----- PAGE EXCERPT

Friday, August 15, 2008

Fall 2008, POLI 232: Modern Political Thought

This is nearly final. NB: The wait-list for the course is growing rapidly, but experience teaches me that a significant number of enrolled students will drop the course as a result of the reading load. If you're seeking admission to the course, assume you'll get it. If you're enrolled and are going to be frightened off by the reading load, it would be courteous to un-enroll sooner rather than later.


This course provides an introduction to some of the key questions in modern (since 1500, i.e. not ancient or medieval) political thought, with occasional reference to older works when they are helpful for discussing modern questions. Attention will center on the ethics of political life:

1) Whether, when, and why a person should obey the law

2) What means may be used by rulers; whether, when, and why rulers are ethically entitled to use violence, coercion, manipulation, and deception

3) How states can gain the knowledge that is necessary to rule their societies, and what the limits of their knowledge are.

----------

EXERCISE SET:
1) Based on the POLI 232 course description above, decide whether each statement agrees with it: (a) the course treats political thought since 1500 as modern; (b) the instructor expects only a few enrolled students to drop the course; (c) the course will make no reference to older works. Answer yes or no for each and quote the deciding words.
2) Resume the POLI 232 course description after its final sentence and write the passage that would come next.

----- DATASET CONTENT

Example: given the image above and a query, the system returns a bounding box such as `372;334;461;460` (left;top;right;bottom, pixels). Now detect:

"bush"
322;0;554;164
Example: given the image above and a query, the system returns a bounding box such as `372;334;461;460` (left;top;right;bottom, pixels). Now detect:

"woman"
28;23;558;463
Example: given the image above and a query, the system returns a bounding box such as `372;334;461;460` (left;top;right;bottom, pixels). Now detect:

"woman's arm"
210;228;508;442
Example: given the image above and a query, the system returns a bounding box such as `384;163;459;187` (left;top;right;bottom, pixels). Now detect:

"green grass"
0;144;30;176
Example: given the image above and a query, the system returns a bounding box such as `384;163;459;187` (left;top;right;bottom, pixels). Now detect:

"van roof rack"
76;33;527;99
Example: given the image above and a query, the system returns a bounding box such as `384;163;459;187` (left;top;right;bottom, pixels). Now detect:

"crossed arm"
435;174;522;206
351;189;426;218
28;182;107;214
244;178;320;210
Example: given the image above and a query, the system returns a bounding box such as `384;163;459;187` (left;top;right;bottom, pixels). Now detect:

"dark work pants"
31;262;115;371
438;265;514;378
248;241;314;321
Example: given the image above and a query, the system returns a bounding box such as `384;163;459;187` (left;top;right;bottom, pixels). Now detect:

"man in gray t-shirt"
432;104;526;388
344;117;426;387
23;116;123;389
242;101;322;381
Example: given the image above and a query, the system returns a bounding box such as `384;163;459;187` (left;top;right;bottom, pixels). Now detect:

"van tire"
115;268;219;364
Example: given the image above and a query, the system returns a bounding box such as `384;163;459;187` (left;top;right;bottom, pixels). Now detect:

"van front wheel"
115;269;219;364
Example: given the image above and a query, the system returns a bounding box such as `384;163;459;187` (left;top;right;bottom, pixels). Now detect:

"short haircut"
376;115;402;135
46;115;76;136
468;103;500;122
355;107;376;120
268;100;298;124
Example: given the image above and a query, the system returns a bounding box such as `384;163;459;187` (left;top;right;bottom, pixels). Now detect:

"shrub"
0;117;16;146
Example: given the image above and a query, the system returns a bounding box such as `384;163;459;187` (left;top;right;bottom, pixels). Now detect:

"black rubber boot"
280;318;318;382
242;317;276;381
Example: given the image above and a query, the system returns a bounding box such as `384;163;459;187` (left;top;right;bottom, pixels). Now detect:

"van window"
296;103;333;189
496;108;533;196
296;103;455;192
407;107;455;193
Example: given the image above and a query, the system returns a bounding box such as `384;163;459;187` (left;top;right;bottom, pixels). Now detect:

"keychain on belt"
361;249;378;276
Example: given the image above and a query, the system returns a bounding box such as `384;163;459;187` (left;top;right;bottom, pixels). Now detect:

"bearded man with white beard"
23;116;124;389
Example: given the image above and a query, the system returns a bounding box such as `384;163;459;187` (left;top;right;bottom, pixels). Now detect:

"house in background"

----------

ANSWERS PROVIDED:
1)
(a) Yes: "modern (since 1500, i.e. not ancient or medieval)"
(b) No: "a significant number of enrolled students will drop the course as a result of the reading load"
(c) No: "with occasional reference to older works when they are helpful for discussing modern questions"

2)
In short, the course will be about political ethics, and about the relationship between morality and politics. It will not be about questions of who decides in politics (e.g. democratic theory and its challenges) or about questions of what ought to be done in politics (whether governments should pursue liberal, conservative, socialist, etc. policies), though some of the texts we read also have important things to say on those questions and we will touch on them as they arise. These topics are addressed in other political theory courses for which this course will provide preparation. Special attention will be given to two of the major kinds of distinctively modern theories about ethics and politics (and objections to them): social contract theories and utilitarianism.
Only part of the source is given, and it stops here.